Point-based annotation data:
## Start
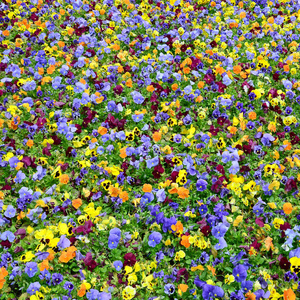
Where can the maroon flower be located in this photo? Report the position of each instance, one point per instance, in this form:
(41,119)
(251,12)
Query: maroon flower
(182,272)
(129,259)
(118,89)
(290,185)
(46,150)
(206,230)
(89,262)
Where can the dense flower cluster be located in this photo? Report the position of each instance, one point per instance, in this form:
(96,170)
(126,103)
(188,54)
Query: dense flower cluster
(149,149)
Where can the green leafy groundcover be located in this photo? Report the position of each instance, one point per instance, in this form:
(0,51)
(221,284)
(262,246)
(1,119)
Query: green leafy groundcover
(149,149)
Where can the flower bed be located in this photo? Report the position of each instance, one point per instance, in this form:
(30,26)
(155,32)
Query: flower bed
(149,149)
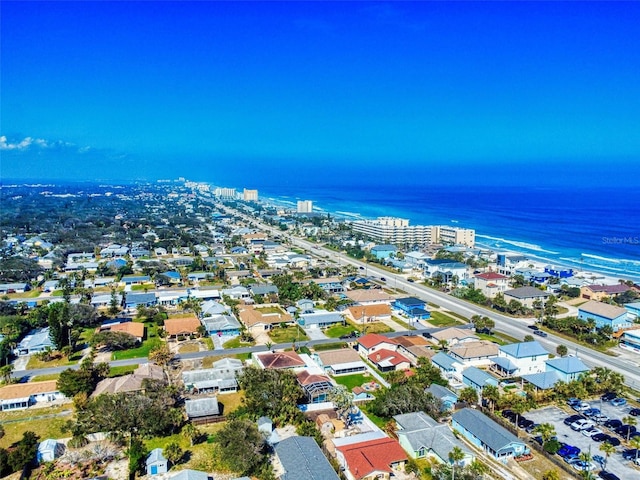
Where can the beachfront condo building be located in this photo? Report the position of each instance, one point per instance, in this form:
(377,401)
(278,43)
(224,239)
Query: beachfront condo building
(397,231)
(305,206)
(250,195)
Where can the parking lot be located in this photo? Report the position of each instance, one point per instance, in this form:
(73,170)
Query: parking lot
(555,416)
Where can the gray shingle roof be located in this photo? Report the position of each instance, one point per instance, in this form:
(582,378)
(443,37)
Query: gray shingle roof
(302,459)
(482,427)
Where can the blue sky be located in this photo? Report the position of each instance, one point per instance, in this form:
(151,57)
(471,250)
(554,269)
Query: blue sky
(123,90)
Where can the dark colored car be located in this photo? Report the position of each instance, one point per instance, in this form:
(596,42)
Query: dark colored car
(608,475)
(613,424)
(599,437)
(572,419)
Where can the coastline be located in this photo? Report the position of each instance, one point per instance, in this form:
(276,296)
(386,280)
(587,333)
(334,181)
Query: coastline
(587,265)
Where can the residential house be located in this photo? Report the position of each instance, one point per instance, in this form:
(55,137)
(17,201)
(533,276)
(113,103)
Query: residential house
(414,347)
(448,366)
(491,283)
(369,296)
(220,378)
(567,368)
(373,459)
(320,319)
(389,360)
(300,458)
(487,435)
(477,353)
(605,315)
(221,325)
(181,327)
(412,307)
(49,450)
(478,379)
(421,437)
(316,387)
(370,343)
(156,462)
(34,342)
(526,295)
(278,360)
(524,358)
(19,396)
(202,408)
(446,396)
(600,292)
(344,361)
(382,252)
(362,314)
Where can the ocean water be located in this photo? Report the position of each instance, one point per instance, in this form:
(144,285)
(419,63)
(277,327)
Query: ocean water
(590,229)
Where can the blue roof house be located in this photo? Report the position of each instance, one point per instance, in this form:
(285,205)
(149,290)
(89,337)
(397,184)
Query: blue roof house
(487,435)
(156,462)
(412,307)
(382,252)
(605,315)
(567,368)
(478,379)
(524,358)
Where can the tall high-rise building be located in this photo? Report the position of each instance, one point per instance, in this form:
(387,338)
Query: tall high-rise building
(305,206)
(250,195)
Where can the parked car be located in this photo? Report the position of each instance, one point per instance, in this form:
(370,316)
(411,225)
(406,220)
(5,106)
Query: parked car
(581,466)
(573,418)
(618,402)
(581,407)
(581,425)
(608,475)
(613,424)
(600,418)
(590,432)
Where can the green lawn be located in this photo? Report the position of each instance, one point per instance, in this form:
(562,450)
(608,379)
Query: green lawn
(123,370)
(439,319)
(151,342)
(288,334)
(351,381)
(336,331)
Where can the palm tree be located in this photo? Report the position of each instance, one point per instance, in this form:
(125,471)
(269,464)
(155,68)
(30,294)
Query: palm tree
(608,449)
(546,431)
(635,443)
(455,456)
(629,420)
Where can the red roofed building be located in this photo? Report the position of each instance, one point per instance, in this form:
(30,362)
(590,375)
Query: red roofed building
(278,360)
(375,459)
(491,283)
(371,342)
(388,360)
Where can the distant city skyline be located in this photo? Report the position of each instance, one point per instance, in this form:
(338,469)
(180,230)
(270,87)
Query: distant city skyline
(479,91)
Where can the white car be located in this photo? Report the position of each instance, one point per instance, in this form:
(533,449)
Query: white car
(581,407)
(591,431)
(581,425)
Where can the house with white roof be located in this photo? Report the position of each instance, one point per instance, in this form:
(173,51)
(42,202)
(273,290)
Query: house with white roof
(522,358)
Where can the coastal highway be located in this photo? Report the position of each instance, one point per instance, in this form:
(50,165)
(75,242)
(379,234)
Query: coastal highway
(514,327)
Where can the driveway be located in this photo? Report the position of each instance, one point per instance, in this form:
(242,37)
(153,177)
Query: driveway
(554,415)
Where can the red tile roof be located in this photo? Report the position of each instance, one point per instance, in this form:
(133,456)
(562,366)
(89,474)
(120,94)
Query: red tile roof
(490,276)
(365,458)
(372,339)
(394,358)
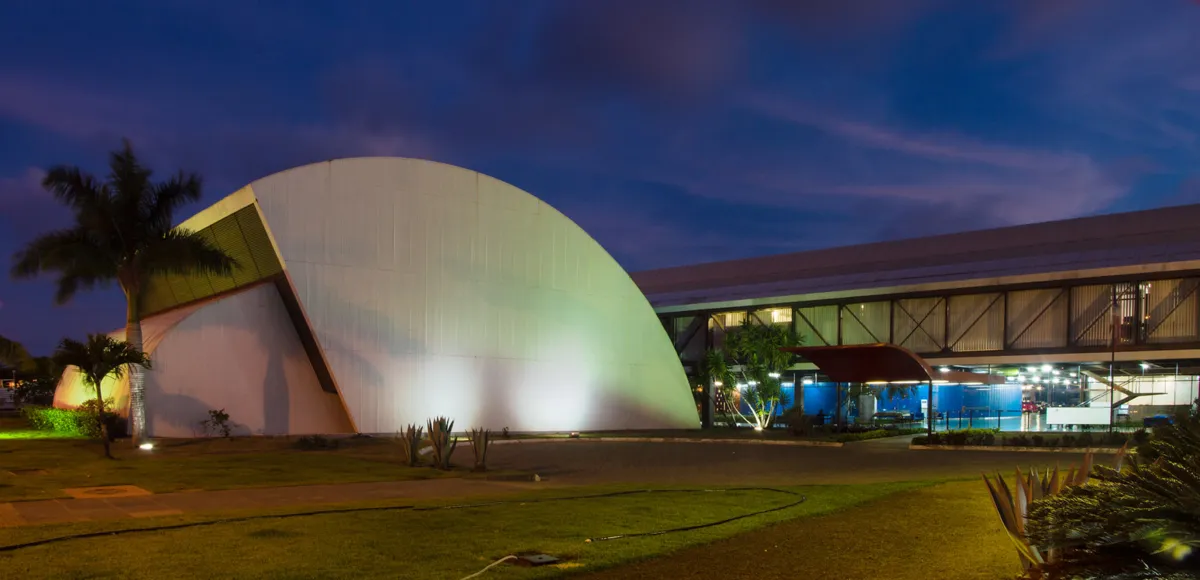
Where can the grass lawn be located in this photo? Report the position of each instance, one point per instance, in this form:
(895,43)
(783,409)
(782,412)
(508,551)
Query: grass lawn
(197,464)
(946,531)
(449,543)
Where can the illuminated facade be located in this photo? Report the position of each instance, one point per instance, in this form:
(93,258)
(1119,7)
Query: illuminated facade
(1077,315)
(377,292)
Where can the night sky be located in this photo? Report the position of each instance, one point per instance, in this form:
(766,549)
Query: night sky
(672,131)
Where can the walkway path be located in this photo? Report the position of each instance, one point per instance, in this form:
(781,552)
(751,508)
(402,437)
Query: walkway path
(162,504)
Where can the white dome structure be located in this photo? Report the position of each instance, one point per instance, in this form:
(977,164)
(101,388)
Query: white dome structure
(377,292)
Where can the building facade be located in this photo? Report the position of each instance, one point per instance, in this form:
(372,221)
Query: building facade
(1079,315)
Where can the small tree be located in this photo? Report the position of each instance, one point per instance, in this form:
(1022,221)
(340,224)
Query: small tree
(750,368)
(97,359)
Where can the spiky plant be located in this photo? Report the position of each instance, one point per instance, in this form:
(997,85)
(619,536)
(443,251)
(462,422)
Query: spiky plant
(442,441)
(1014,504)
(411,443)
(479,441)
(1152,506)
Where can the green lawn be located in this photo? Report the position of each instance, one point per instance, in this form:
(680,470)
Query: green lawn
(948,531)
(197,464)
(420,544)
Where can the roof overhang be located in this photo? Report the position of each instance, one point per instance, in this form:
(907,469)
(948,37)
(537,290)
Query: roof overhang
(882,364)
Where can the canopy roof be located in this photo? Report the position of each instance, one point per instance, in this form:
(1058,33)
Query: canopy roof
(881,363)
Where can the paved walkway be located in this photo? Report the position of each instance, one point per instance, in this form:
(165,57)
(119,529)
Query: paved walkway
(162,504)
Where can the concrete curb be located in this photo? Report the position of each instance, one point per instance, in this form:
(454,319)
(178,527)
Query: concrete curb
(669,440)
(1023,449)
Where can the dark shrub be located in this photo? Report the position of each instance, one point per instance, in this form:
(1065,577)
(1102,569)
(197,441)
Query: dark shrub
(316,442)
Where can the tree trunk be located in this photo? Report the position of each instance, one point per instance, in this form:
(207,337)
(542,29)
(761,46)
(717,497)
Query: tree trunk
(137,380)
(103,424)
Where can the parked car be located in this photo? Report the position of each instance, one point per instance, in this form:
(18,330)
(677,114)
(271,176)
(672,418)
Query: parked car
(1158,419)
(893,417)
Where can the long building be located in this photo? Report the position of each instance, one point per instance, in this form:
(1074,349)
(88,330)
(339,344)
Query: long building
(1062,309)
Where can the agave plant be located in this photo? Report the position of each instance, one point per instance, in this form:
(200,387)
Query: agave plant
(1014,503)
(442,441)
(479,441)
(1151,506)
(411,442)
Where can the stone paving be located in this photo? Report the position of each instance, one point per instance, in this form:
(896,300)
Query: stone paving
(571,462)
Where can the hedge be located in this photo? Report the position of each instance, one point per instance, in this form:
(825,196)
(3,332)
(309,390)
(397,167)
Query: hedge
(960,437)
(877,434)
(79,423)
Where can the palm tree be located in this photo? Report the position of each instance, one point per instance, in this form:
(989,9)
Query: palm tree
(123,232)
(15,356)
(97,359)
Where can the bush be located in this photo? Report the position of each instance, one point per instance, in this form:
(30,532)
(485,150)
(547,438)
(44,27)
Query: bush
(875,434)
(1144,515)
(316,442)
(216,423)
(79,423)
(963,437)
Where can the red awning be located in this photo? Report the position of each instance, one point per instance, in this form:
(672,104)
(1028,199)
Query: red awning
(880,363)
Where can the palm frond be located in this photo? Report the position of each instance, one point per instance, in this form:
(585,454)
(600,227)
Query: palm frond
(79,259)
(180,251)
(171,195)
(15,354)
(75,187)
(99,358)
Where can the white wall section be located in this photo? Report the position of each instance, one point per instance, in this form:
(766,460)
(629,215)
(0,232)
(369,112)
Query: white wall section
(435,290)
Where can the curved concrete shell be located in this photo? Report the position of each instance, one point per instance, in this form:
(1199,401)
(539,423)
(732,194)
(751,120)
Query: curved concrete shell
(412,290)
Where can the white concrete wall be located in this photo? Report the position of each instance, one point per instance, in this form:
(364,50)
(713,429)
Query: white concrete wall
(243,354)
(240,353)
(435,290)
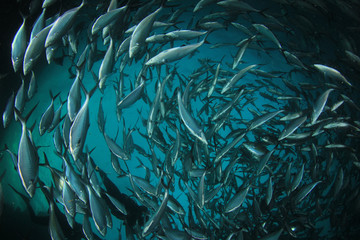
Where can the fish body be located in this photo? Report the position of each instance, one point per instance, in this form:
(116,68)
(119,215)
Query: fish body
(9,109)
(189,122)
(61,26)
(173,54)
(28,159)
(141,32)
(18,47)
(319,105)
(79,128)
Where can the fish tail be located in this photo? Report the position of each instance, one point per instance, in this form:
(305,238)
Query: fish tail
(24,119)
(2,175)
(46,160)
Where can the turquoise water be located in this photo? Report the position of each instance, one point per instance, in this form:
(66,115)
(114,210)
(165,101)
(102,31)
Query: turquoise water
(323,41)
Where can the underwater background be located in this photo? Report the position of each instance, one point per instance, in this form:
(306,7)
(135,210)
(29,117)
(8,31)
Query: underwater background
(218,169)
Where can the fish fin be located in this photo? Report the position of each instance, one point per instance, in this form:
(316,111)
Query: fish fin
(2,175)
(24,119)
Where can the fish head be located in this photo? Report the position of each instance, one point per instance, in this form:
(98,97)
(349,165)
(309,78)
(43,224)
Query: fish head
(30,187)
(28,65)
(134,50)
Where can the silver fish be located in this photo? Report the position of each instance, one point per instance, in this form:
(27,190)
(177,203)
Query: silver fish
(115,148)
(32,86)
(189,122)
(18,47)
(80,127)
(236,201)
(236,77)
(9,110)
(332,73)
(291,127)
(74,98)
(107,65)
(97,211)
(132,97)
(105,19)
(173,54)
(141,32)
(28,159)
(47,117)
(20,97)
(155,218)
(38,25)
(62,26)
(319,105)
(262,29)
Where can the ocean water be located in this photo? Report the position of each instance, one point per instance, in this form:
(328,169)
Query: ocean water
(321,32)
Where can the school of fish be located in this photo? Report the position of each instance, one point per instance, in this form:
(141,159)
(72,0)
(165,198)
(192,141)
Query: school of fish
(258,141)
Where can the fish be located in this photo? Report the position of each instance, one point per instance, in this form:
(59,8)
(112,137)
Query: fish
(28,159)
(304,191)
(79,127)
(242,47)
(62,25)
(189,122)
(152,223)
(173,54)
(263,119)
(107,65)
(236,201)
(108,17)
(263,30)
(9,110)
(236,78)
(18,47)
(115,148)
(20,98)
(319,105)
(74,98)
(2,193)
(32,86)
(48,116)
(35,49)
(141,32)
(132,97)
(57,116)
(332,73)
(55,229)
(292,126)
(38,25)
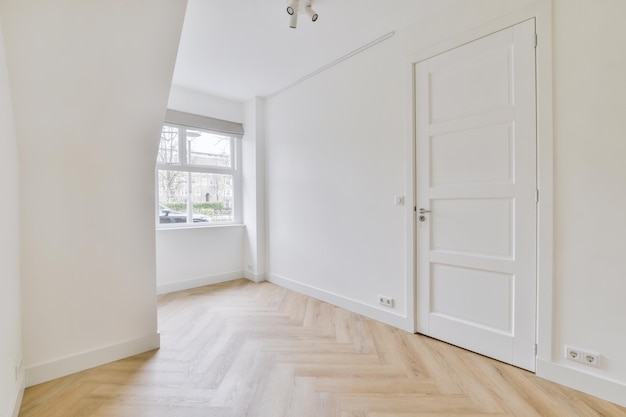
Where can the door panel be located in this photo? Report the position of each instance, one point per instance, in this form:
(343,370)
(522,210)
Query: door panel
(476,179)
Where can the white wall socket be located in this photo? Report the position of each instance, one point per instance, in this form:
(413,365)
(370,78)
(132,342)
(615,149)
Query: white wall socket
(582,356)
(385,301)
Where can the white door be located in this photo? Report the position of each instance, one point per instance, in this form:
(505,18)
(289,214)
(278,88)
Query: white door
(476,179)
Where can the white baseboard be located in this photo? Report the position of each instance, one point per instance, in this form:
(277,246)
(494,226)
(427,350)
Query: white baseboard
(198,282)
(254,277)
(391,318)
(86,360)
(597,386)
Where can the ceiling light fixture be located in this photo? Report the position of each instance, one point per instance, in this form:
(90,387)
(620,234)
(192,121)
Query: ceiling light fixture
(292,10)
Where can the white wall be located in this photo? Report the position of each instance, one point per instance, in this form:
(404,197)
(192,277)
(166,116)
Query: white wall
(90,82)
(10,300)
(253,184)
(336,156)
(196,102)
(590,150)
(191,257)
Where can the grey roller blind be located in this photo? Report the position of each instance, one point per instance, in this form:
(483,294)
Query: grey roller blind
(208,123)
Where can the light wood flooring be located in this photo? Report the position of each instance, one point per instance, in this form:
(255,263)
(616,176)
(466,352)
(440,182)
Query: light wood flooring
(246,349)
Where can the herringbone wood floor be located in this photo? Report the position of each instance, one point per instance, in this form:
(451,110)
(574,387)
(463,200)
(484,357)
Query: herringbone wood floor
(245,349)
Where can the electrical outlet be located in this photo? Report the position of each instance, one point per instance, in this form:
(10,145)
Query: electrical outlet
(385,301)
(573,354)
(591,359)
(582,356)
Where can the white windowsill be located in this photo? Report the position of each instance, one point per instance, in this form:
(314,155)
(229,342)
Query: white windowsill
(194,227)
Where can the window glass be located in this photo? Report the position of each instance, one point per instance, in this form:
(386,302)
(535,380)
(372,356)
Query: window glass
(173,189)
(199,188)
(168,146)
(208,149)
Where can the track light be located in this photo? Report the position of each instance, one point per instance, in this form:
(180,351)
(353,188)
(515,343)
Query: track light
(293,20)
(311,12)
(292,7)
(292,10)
## End
**WORK INSTRUCTIONS:**
The required output is the span of lines from the one containing "Where can the white windowsill" to the last line, reproduced character for character.

**SOLUTION TO THIS TASK:**
Where can the white windowsill be located in this photo? Report the position of each instance, one point per instance, in this form:
(314,155)
(229,342)
Query: white windowsill
(194,227)
Where can the window glass be located in this photo? Report the position of each instance, one point per instance, in this form:
(386,302)
(535,380)
(372,356)
Query: window glass
(173,189)
(199,188)
(168,146)
(208,149)
Where can the track light be located in this photo? Report the position of each instance, one point per instance, in this form:
(180,351)
(353,188)
(515,343)
Query: track light
(293,20)
(311,12)
(292,7)
(292,10)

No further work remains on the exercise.